== EXERCISE DIRECTIONS ==
Render all of the lines below as a numbered list, omitting blank lines and leaving the pictures out.

== DATA ==
§

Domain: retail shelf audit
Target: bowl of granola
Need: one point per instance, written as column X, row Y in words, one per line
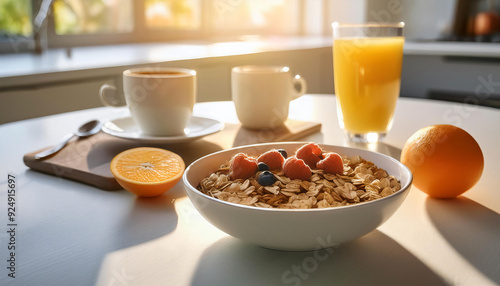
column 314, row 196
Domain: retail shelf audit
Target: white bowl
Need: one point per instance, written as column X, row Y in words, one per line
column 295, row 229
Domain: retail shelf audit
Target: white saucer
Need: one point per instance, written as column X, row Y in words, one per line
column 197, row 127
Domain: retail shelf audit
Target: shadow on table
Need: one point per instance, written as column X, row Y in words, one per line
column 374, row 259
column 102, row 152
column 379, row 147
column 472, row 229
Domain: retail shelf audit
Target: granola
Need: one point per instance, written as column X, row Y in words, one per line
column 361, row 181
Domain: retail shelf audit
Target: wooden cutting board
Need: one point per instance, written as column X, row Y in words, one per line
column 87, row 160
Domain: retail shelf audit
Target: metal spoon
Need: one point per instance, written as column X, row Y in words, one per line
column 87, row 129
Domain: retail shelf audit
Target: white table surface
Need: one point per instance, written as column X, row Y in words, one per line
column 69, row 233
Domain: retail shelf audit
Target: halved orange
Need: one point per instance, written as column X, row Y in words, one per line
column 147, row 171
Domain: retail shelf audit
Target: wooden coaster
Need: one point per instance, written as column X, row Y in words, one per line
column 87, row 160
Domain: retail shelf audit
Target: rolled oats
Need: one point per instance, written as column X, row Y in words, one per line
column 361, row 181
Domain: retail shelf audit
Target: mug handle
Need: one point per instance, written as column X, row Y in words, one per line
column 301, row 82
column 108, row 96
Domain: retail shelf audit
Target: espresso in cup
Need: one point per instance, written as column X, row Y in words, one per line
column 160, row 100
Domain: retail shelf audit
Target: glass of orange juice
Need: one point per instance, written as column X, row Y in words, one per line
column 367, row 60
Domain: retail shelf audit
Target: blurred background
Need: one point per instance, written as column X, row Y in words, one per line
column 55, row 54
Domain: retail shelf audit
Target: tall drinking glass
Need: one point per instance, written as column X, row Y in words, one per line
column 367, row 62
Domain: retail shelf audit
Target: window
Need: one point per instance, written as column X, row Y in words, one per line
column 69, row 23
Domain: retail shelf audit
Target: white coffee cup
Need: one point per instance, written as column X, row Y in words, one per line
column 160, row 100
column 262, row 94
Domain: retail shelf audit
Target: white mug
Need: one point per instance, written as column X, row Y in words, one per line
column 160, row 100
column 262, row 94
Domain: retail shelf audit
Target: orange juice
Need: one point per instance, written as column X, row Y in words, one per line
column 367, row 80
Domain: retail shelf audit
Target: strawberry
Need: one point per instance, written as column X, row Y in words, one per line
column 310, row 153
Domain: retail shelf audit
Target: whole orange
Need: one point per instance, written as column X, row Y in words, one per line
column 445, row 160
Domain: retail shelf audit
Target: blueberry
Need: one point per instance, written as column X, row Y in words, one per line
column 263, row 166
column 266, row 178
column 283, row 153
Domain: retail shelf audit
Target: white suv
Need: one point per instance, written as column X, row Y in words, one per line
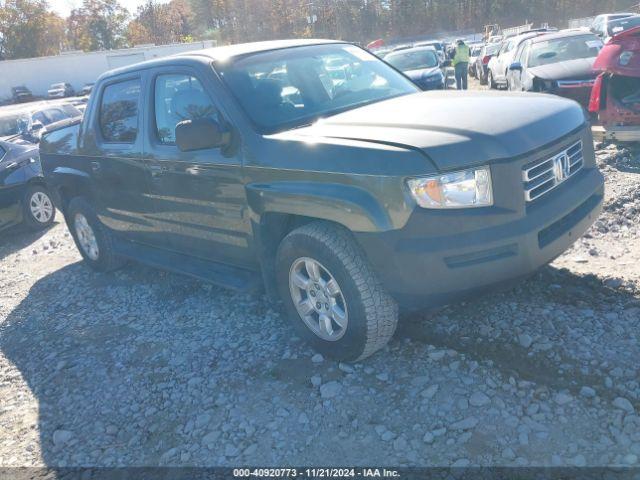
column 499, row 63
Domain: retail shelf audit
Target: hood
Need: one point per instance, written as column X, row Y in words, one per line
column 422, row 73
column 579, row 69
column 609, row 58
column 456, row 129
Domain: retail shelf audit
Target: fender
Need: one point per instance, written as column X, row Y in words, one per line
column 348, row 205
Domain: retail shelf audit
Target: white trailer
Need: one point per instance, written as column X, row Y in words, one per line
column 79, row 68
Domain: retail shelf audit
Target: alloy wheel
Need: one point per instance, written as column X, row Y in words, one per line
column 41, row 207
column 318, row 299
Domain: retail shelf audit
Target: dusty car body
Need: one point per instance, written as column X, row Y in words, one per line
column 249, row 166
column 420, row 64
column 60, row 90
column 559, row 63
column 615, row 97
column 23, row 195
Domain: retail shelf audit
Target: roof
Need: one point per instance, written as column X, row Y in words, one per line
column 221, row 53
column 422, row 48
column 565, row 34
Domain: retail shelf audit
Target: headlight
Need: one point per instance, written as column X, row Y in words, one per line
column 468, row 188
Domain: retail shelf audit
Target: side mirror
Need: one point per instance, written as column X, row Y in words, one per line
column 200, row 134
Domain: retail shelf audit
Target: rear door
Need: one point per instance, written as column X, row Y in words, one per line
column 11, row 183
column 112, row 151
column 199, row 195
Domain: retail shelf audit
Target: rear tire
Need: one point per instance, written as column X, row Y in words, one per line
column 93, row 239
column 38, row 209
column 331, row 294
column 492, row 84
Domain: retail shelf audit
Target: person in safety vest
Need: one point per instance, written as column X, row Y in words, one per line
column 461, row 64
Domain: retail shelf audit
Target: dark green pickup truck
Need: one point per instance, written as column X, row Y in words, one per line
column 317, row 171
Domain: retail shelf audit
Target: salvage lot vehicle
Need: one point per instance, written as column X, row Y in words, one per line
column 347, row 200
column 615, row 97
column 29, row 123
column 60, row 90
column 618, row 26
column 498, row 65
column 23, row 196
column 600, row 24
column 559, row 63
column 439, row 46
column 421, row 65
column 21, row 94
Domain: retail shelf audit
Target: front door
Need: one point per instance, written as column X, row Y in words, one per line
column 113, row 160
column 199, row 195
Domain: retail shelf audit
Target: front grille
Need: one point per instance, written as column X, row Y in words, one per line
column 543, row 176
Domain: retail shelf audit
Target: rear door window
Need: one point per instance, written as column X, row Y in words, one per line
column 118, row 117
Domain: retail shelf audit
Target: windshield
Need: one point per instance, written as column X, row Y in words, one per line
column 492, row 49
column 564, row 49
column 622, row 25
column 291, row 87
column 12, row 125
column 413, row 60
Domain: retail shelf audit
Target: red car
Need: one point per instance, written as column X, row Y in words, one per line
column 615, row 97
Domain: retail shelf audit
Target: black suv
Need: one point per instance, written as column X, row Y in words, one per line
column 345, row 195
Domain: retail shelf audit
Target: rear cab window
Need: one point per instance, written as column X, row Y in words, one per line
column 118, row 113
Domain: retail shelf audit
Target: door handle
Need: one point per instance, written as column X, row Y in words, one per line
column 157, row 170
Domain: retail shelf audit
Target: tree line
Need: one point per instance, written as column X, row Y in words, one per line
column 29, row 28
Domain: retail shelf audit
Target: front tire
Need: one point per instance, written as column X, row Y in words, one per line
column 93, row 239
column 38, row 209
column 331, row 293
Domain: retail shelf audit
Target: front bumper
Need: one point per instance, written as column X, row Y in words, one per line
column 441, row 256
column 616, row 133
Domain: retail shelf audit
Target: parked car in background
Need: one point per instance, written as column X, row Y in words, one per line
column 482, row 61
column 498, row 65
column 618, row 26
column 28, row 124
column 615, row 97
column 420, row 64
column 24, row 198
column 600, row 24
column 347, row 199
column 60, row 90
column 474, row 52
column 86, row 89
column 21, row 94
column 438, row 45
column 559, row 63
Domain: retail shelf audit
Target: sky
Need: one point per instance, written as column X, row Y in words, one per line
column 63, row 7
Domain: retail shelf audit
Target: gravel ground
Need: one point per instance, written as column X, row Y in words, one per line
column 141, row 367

§

== THE REPLY ==
1. Domain: retail shelf audit
2. Target: bowl of granola
3. Need: one point per instance, written as column X, row Y in words, one per line
4. column 314, row 196
5. Domain: retail shelf audit
6. Target: white bowl
7. Need: one point per instance, written as column X, row Y in words, one per line
8. column 295, row 229
9. Domain: retail shelf audit
10. Target: white saucer
11. Need: one point per instance, written as column X, row Y in words, one per line
12. column 197, row 127
13. Domain: retail shelf audit
14. Target: shadow on table
15. Need: one point per instance, written as column X, row Y in words, one per line
16. column 374, row 259
17. column 102, row 152
18. column 379, row 147
19. column 472, row 229
20. Domain: retail shelf audit
21. Target: granola
22. Need: one point per instance, written as column X, row Y in words, one per line
23. column 361, row 181
24. Domain: retail shelf audit
25. Target: wooden cutting board
26. Need: one point per instance, written as column X, row Y in words, one per line
27. column 87, row 160
28. Domain: retail shelf audit
29. Target: metal spoon
30. Need: one point per instance, written as column X, row Y in words, one per line
31. column 87, row 129
32. Domain: retail shelf audit
33. Target: white table surface
34. Need: one point per instance, written as column X, row Y in words, one per line
35. column 69, row 233
36. Domain: retail shelf audit
37. Target: halved orange
38. Need: one point per instance, written as column X, row Y in words, one per line
39. column 147, row 171
40. Domain: retail shelf audit
41. Target: wooden coaster
42. Need: one point per instance, written as column X, row Y in words, one per line
43. column 87, row 160
44. Domain: retail shelf audit
45. Target: rolled oats
46. Need: one point per instance, written as column X, row Y in words, one per line
47. column 361, row 181
48. Domain: retail shelf audit
49. Target: mug handle
50. Need: one point per instance, written as column X, row Y in words, one per line
51. column 301, row 82
52. column 108, row 96
53. Domain: retail shelf audit
54. Target: espresso in cup
55. Need: one point per instance, written as column X, row Y in words, one per line
56. column 160, row 100
57. Domain: retail shelf audit
58. Target: glass of orange juice
59. Need: one point per instance, written as column X, row Y in words, one per line
60. column 367, row 60
61. Domain: retail shelf audit
62. Target: blurred background
63. Need: one point per instance, written as column X, row Y in words, one per line
64. column 55, row 54
65. Domain: retail shelf audit
66. Target: tall drinking glass
67. Need: one point per instance, written as column X, row Y in words, one per line
68. column 367, row 62
69. Domain: retail shelf audit
70. Target: window
71. Need: one point per instance, written as column X, row Y in words, one per line
72. column 69, row 23
73. Domain: retail shelf audit
74. Target: white coffee cup
75. Need: one point per instance, written as column X, row Y in words, one per line
76. column 160, row 100
77. column 262, row 94
78. Domain: retail shelf audit
79. Target: white mug
80. Need: one point per instance, written as column X, row Y in words, one per line
81. column 160, row 100
82. column 262, row 94
83. Domain: retail shelf audit
84. Target: orange juice
85. Need: one point per instance, written as column X, row Y in words, one per line
86. column 367, row 80
87. Domain: retail shelf audit
88. Target: strawberry
89. Need: one point per instance, written as column X, row Y in words, one per line
90. column 310, row 153
91. Domain: retail shelf audit
92. Target: whole orange
93. Need: one point per instance, written as column X, row Y in words, one per line
94. column 445, row 160
95. Domain: retail shelf audit
96. Target: blueberry
97. Need: one point per instance, written as column X, row Y in words, one per line
98. column 263, row 166
99. column 266, row 178
100. column 283, row 153
101. Domain: retail shelf audit
102. Target: white suv
103. Need: one point per instance, written as column X, row Y in words, one per line
104. column 499, row 63
105. Domain: retail shelf audit
106. Target: hood
107. Need: one point per instance, written as column X, row Y in words, one per line
108. column 422, row 73
109. column 579, row 69
110. column 609, row 58
111. column 456, row 129
112. Domain: retail shelf audit
113. Target: fender
114. Need: one point per instance, written as column X, row Y in words, one per line
115. column 348, row 205
116. Domain: retail shelf audit
117. Target: white trailer
118. Need: one point per instance, written as column X, row Y in words, one per line
119. column 79, row 68
120. Domain: retail shelf audit
121. Target: alloy wheel
122. Need: one point per instance, written as column X, row Y in words, one per line
123. column 41, row 207
124. column 318, row 299
125. Domain: retail shelf audit
126. Target: dusty car body
127. Need: one point per instance, written as column X, row Y in words, one per line
128. column 249, row 166
129. column 420, row 64
130. column 60, row 90
131. column 559, row 63
132. column 615, row 97
133. column 23, row 195
134. Domain: retail shelf audit
135. Target: roof
136. Need: one point per instance, written as column X, row Y in words, one per line
137. column 221, row 53
138. column 422, row 48
139. column 565, row 34
140. Domain: retail shelf audit
141. Target: headlight
142. Need: one point per instance, written as column X, row Y in words, one per line
143. column 468, row 188
144. Domain: retail shelf audit
145. Target: side mirror
146. Need: one point per instance, written as column X, row Y in words, one per line
147. column 200, row 134
148. Domain: retail shelf audit
149. Target: rear door
150. Need: one point per instance, written as column X, row Y in words, one per line
151. column 11, row 183
152. column 112, row 151
153. column 199, row 195
154. Domain: retail shelf audit
155. Target: rear tire
156. Need: one point per instance, written as column X, row Y in words, one per line
157. column 93, row 239
158. column 38, row 209
159. column 331, row 294
160. column 492, row 84
161. Domain: retail shelf audit
162. Target: person in safety vest
163. Need: one point per instance, written as column X, row Y in words, one per line
164. column 461, row 64
165. Domain: retail shelf audit
166. Target: dark green pickup truck
167. Need: one point per instance, written as column X, row Y in words, one per line
168. column 317, row 171
169. Domain: retail shelf audit
170. Target: salvage lot vehicle
171. Need: one point per instance, written as column X, row Y in words, one per line
172. column 347, row 200
173. column 615, row 97
174. column 29, row 123
175. column 60, row 90
176. column 618, row 26
177. column 498, row 65
178. column 23, row 196
179. column 600, row 24
180. column 559, row 63
181. column 439, row 46
182. column 421, row 65
183. column 21, row 94
184. Domain: retail shelf audit
185. Target: front door
186. Need: one point per instance, written as column X, row Y in words, one per line
187. column 113, row 160
188. column 199, row 195
189. Domain: retail shelf audit
190. Target: front grille
191. Need: one point per instance, written as column X, row Y in words, one per line
192. column 543, row 176
193. Domain: retail shelf audit
194. Target: rear door window
195. Need: one point per instance, written as column X, row Y in words, one per line
196. column 118, row 117
197. Domain: retail shelf audit
198. Target: windshield
199. Need: one point per instance, written as column X, row Y in words, one per line
200. column 492, row 49
201. column 564, row 49
202. column 622, row 25
203. column 291, row 87
204. column 12, row 125
205. column 413, row 60
206. Domain: retail shelf audit
207. Target: red car
208. Need: one point per instance, written as column X, row Y in words, one per line
209. column 615, row 97
210. Domain: retail shelf audit
211. Target: black suv
212. Need: one point per instance, written as column X, row Y in words, one per line
213. column 345, row 195
214. Domain: retail shelf audit
215. Target: rear cab window
216. Need: one point per instance, written as column X, row Y in words, one per line
217. column 118, row 113
218. Domain: retail shelf audit
219. Target: door handle
220. Need: one point per instance, written as column X, row Y in words, one per line
221. column 157, row 170
222. Domain: retail shelf audit
223. Target: tree line
224. Need: one point per instance, written as column X, row Y in words, one per line
225. column 29, row 28
226. Domain: retail shelf audit
227. Target: front tire
228. Need: one point per instance, written as column X, row Y in words, one per line
229. column 93, row 239
230. column 38, row 209
231. column 331, row 293
232. Domain: retail shelf audit
233. Target: front bumper
234. Need: one point per instance, written as column X, row Y in words, one per line
235. column 441, row 256
236. column 616, row 133
237. Domain: retail shelf audit
238. Target: parked car in background
239. Need: one point per instance, written as column X, row Y in words, one per line
240. column 482, row 61
241. column 498, row 65
242. column 618, row 26
243. column 28, row 124
244. column 615, row 97
245. column 420, row 64
246. column 24, row 198
247. column 600, row 24
248. column 347, row 199
249. column 60, row 90
250. column 474, row 52
251. column 86, row 89
252. column 21, row 94
253. column 438, row 45
254. column 559, row 63
255. Domain: retail shelf audit
256. Target: sky
257. Need: one point per instance, written as column X, row Y in words, one per line
258. column 63, row 7
259. Domain: retail shelf audit
260. Target: gravel ground
261. Need: one point per instance, written as column X, row Y in words, one per line
262. column 141, row 367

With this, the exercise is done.